__What this exercise asks__.
1: Answer these from the text on staying in youth ministry:
(a) How many years did the writer serve the previous church?
(b) How many reasons does the writer give for remaining in youth ministry?
(c) What question does the text call one of the easiest ways to offend a youth minister?
2: Continue the text on staying in youth ministry from its final line.

==== Text segment ====

I recently began serving as youth pastor at a new church, and I’m thrilled. I served my previous church for 14 years, during which I earned a DMin and wrote a book, so most assumed I’d eventually seek a senior pastor role.
God forced the next step sooner than I expected.
As I submitted resumes for various ministry positions, it rang clear that I couldn’t leave youth ministry. Not yet.
I searched my heart, and I decided to remain in youth ministry for five reasons.
1. Youth ministry is real ministry,
One of the easiest ways to offend a youth minister is to ask when he’s going to become a “real pastor.” Most of the time the question is meant as a compliment (“You’re so gifted; surely you’ll become a pastor?”). But youth ministry is pastoral ministry directed toward teens and their parents.
Youth pastors preach, pray, evangelize the lost, disciple new believers, and equip maturing believers for ministry. They recruit and develop teams of volunteer leaders, counsel students in crisis, make hospital visits, lead service projects and trips, and much more—all things that pastors do.
2. Because you can become a pastor doesn’t mean you should.

==== Supplied records ====

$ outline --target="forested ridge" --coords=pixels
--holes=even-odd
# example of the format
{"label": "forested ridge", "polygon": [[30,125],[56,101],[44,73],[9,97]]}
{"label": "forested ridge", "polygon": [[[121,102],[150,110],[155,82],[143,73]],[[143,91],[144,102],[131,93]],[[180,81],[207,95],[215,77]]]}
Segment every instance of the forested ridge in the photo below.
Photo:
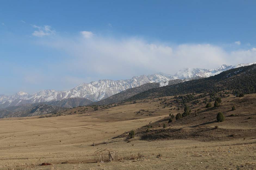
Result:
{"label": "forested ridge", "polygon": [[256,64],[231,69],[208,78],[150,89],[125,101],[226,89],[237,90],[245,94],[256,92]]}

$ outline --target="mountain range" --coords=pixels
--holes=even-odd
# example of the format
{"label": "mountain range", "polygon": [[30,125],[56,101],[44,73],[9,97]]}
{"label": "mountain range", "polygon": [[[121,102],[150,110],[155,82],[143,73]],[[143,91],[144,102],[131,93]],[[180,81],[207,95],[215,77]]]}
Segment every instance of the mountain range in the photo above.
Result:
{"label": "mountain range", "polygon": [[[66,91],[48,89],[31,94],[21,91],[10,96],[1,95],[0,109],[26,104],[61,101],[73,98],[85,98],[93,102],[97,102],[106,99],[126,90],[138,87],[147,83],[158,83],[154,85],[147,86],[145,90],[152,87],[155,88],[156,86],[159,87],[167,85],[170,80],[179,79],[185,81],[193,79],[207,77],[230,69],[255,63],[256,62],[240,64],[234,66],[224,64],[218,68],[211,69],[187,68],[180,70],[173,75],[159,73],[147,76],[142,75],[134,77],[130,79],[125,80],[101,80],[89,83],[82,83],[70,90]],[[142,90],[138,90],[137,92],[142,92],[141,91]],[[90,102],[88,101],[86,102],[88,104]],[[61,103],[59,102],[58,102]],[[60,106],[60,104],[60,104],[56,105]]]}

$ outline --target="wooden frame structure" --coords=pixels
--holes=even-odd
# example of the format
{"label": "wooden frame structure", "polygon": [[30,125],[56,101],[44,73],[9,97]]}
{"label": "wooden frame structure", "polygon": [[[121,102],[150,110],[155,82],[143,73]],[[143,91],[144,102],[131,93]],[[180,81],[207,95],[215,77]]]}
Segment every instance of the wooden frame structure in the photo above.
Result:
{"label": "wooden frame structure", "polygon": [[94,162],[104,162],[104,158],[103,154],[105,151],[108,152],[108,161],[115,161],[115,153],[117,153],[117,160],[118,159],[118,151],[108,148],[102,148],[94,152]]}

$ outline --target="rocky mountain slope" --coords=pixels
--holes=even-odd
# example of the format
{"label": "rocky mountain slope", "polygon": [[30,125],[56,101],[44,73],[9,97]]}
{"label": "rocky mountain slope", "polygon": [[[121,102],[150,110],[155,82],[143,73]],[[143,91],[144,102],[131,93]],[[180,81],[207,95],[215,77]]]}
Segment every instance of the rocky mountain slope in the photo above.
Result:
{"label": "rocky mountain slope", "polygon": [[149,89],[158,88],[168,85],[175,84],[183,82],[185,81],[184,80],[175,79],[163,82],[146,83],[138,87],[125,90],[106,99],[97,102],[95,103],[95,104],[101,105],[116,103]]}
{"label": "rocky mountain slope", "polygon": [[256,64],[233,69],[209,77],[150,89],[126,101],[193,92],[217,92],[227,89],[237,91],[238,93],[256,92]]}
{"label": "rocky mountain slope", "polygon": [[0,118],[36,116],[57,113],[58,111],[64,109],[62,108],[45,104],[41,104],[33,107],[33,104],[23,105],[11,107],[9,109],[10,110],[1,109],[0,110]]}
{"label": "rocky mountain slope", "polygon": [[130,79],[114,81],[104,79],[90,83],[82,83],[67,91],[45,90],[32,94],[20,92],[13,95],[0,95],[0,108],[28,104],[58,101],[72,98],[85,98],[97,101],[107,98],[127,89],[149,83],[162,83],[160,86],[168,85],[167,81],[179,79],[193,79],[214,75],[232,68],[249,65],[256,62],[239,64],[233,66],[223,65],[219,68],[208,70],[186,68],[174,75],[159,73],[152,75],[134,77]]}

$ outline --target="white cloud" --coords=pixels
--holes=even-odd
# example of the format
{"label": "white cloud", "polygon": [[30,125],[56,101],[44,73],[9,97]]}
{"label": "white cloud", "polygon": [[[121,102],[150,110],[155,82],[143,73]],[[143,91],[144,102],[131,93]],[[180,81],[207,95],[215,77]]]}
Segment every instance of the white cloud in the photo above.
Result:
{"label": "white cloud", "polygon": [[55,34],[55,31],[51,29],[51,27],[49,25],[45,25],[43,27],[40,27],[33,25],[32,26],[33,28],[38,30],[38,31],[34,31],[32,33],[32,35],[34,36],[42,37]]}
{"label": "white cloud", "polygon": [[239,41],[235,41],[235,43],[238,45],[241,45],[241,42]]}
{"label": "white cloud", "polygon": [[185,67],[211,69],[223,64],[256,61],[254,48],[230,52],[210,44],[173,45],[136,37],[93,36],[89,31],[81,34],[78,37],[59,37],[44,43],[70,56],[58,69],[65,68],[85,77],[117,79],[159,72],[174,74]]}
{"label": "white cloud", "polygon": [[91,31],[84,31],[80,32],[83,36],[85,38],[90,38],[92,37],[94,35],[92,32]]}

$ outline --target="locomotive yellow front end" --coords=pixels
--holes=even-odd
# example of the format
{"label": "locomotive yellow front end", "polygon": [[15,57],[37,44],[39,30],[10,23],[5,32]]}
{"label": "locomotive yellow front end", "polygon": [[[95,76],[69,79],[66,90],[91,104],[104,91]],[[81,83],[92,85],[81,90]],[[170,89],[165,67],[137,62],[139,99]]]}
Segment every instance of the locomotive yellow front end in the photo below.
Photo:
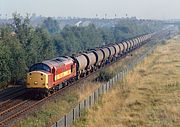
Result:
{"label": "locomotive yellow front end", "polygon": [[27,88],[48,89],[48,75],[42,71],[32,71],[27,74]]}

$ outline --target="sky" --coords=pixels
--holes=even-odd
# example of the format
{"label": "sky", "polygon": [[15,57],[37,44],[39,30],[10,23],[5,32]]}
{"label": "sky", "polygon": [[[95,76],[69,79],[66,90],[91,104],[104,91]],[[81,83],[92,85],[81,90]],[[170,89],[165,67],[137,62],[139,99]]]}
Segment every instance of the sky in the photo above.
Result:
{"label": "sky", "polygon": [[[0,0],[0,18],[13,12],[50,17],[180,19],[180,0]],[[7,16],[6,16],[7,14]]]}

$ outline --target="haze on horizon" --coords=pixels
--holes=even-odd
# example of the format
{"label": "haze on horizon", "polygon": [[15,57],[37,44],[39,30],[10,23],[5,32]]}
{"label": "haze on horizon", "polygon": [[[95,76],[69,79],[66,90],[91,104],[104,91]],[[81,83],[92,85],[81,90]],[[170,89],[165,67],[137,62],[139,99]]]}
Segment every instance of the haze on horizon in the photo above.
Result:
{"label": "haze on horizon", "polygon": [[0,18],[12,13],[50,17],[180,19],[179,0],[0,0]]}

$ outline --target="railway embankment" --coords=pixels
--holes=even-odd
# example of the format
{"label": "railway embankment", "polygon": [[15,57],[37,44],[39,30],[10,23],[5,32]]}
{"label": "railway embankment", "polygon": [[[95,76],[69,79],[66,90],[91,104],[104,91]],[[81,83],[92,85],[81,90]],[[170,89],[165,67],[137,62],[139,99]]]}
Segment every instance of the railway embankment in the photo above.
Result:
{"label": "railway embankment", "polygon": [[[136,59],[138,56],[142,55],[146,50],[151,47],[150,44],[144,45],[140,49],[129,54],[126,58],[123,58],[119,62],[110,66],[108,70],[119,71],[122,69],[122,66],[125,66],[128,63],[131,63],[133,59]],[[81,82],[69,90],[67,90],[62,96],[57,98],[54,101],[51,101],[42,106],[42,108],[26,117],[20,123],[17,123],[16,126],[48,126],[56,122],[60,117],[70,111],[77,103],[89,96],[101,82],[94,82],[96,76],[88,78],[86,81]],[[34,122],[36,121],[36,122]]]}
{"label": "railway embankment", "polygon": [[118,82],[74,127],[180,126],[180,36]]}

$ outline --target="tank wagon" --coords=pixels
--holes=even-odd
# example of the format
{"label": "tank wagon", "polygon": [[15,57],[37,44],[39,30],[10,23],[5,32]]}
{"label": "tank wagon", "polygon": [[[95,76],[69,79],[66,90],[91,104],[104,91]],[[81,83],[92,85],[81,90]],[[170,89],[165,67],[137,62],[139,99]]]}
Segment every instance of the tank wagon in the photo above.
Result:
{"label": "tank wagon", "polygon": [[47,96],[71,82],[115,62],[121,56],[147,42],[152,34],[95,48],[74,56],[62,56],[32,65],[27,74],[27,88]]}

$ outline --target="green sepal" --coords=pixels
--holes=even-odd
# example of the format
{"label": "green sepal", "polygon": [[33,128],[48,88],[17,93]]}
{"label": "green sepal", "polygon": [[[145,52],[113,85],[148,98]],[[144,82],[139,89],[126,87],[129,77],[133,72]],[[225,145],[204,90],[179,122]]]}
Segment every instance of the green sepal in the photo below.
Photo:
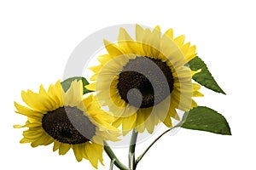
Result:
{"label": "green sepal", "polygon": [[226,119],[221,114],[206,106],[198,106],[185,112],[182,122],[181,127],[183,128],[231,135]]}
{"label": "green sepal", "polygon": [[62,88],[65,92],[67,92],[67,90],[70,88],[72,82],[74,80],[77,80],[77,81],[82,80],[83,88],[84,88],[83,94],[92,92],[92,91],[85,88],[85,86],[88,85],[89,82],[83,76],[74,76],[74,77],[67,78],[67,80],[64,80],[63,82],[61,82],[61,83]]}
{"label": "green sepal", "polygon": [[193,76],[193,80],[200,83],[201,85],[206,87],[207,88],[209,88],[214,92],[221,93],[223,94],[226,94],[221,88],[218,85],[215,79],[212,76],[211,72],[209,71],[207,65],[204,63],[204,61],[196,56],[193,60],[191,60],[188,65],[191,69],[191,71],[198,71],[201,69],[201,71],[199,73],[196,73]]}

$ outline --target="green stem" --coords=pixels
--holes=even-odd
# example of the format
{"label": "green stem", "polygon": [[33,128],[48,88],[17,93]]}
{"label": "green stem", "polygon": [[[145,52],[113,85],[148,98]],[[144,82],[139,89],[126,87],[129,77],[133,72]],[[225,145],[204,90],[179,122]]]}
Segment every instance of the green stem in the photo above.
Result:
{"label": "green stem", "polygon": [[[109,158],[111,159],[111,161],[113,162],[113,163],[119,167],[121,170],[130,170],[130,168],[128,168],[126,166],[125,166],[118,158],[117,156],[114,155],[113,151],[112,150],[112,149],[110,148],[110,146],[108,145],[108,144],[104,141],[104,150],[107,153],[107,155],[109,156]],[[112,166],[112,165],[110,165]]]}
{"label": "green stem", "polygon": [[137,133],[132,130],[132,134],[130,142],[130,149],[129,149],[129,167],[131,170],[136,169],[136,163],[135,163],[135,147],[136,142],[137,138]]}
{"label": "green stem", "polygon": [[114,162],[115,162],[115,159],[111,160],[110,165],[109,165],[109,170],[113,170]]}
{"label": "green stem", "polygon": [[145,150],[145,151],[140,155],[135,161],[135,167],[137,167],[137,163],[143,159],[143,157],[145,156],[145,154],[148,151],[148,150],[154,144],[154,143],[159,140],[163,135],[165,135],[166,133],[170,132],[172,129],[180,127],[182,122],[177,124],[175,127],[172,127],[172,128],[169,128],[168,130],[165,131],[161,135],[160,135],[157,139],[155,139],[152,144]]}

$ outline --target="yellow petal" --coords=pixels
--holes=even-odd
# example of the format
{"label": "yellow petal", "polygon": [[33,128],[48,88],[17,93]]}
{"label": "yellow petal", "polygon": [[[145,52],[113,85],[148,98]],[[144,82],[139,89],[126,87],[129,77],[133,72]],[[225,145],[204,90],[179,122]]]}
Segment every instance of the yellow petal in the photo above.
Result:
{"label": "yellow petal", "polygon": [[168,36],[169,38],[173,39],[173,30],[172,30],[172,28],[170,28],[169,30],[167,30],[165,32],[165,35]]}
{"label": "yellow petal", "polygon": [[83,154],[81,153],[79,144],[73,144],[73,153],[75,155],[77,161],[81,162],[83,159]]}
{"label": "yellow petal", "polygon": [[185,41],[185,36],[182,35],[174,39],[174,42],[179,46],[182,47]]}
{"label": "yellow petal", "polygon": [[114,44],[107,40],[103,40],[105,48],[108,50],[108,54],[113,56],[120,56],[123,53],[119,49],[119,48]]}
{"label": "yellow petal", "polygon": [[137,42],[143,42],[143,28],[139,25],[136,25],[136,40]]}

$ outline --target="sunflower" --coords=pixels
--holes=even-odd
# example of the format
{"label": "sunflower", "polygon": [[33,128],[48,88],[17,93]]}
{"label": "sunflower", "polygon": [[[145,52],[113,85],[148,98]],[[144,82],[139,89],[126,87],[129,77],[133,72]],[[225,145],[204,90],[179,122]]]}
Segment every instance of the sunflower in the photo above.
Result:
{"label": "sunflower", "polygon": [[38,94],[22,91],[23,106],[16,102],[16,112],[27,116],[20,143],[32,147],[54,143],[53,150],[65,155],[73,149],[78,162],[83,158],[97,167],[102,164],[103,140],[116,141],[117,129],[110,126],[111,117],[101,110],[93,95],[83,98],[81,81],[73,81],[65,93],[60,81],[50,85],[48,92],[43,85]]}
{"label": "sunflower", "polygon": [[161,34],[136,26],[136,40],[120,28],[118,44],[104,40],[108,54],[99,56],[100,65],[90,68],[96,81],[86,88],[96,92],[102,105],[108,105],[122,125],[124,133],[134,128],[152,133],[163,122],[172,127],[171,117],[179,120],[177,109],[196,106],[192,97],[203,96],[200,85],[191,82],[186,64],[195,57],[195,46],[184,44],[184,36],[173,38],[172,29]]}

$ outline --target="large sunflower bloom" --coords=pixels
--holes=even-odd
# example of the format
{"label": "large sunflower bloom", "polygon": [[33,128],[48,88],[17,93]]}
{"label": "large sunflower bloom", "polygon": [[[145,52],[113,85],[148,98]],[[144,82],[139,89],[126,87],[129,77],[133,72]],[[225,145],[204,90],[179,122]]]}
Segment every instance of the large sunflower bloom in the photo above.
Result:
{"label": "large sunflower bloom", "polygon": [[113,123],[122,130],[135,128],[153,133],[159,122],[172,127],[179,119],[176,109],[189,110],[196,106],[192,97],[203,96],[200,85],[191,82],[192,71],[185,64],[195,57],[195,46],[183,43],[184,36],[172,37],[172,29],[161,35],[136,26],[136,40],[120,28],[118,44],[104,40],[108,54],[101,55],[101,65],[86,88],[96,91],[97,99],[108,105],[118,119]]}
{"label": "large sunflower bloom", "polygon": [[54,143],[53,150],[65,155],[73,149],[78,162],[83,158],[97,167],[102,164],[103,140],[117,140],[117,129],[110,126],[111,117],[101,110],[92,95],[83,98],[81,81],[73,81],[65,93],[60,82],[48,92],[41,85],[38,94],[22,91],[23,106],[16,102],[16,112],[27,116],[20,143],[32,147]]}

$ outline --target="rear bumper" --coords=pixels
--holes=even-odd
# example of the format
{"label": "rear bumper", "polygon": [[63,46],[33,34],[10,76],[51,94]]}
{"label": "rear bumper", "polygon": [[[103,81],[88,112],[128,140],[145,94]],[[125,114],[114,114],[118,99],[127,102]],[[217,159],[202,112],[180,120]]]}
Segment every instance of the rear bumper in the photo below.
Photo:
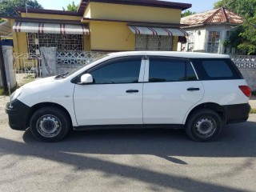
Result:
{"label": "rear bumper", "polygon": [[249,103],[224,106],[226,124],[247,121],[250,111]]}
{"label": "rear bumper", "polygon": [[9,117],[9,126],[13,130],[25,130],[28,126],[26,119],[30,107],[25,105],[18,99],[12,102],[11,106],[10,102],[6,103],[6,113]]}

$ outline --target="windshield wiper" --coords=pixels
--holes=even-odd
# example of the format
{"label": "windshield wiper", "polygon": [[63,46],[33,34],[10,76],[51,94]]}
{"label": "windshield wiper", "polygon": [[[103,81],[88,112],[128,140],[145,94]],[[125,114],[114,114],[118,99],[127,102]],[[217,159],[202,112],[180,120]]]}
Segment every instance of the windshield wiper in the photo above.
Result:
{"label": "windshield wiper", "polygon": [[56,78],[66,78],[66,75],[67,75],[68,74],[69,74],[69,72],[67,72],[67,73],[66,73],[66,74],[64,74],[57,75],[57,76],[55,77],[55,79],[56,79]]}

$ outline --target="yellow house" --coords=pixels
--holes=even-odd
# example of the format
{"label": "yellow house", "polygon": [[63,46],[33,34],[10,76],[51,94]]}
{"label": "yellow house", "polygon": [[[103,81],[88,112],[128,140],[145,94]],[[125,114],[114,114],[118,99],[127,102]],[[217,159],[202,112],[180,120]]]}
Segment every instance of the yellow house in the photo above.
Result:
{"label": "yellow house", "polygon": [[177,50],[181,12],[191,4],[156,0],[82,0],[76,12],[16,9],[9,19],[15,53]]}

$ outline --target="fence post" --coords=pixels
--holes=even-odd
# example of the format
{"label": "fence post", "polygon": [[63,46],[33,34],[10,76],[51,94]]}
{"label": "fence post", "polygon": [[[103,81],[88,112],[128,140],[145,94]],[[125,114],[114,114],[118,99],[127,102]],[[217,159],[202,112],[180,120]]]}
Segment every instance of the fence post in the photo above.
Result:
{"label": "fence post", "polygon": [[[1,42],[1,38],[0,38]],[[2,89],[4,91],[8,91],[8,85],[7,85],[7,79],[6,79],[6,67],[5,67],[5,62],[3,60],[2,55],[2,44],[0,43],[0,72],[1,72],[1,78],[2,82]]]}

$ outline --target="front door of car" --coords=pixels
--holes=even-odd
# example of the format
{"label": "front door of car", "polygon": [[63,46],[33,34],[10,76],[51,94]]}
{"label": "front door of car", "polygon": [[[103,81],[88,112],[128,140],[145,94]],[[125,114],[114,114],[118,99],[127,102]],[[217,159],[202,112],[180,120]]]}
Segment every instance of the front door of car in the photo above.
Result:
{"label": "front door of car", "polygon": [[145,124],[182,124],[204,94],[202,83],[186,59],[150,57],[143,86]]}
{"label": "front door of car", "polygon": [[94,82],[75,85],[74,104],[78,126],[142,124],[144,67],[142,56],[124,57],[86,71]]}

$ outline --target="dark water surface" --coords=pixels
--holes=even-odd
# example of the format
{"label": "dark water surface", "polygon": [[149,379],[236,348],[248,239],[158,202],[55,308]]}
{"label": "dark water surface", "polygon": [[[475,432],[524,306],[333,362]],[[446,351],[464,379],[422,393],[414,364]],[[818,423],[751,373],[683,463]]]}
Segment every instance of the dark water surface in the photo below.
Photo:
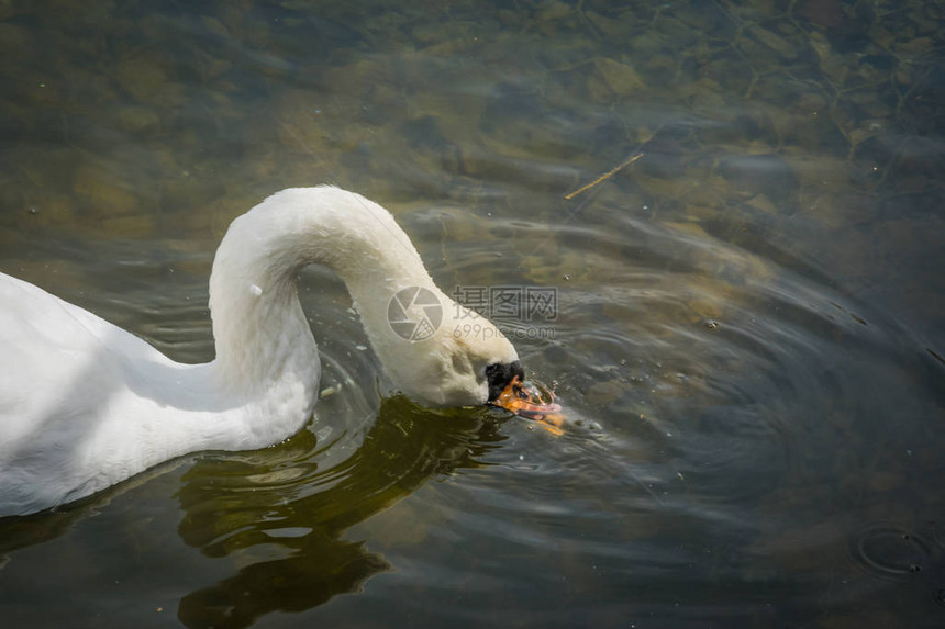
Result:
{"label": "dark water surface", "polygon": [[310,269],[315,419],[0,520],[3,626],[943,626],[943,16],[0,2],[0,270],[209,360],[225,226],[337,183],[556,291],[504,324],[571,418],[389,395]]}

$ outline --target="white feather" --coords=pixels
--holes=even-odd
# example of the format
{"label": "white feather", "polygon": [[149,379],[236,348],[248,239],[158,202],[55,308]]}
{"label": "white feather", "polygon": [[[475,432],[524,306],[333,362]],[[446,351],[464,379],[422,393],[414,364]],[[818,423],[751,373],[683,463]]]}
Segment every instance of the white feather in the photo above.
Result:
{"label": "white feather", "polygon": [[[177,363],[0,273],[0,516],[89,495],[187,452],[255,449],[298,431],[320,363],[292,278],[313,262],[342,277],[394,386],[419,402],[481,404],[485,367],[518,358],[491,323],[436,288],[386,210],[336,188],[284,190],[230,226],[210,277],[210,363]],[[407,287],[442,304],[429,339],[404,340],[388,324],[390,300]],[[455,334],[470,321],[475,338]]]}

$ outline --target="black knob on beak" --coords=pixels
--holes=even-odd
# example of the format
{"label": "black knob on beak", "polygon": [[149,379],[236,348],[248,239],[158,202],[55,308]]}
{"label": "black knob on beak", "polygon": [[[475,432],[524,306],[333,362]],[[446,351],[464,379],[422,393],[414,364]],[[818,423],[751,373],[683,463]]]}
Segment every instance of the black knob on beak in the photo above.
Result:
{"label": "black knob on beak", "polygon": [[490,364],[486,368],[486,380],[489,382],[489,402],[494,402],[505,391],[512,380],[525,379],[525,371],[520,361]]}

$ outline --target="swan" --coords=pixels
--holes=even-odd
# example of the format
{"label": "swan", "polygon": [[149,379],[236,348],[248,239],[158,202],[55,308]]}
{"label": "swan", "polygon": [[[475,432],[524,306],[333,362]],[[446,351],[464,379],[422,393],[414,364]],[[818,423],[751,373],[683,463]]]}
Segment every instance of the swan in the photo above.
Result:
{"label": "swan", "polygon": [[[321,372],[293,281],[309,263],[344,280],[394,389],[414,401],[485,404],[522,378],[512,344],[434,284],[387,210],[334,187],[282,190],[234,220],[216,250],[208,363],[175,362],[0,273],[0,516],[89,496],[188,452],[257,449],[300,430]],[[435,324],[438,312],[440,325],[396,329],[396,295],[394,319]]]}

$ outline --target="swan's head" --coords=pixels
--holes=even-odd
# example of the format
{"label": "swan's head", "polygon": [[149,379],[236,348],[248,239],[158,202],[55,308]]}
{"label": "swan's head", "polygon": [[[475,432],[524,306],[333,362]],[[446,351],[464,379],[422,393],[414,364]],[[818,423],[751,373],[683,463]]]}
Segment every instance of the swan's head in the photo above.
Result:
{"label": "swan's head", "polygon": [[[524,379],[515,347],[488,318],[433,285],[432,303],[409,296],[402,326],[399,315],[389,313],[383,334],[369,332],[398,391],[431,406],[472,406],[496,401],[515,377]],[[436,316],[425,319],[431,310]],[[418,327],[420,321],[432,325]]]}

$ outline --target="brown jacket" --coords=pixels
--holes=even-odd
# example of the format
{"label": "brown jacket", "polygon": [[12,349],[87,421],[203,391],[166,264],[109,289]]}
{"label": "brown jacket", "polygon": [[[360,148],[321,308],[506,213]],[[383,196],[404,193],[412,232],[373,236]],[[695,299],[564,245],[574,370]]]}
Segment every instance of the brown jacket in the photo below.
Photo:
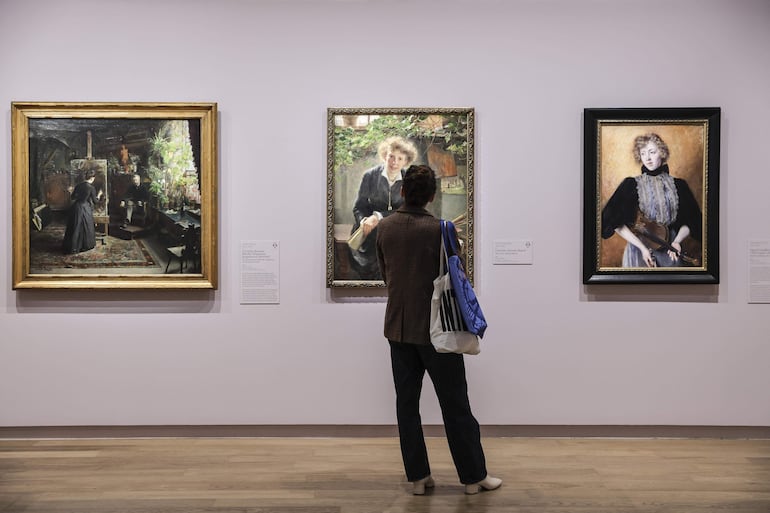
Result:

====

__Responses to the tasks__.
1:
(a) 14 years
(b) Five
(c) Asking when he's going to become a "real pastor"

2:
Youth ministry is excellent preparing ground for the pastorate, so we shouldn’t stigmatize those who serve for a short season before moving into a pastor’s role. Don’t we all want to serve under pastors who understand and appreciate student ministry? Many of those pastors are committed to the next generation. After all, many who transition would have remained in youth ministry if their salary would have allowed it.
But even if gifts emerge that are consistent with more highly respected pastoral roles, it doesn’t mean you should make that transition. If all seasoned youth ministers leave to pursue other endeavors, youth ministry will continue to be criticized for being immature.
I realized that for all my frustration about people asking when I’d become a “real pastor,” I began to wonder the same thing. I don’t know if I was asking it on my own, or if the question’s frequency planted it in my mind. But over time I realized I’d begun to view youth ministry as beneath me, as something I’d outgrown. Others who knew my heart, however, were able to help me discern that my passion in ministry remained fixed on reaching the next generation. It was time for a change, but not yet time to leave youth ministry.
3. Crisis brings clarity.
When my role at my former church dissolved, it forced a transition. While many expected that to be a move “up the ladder,” I found my love for youth ministry was stronger than even I’d realized before. That crisis moment revealed how deeply committed I feel to translating the gospel for the next generation—and I’m not sure that will ever go away. Honestly, I hope it doesn’t.
The apostle Peter insists that trials expose what we really believe, and they sanctify us (1 Pet. 1:6–7). I’m thankful God used that difficult season to further crystallize my calling.
4. No one’s a youth expert for long.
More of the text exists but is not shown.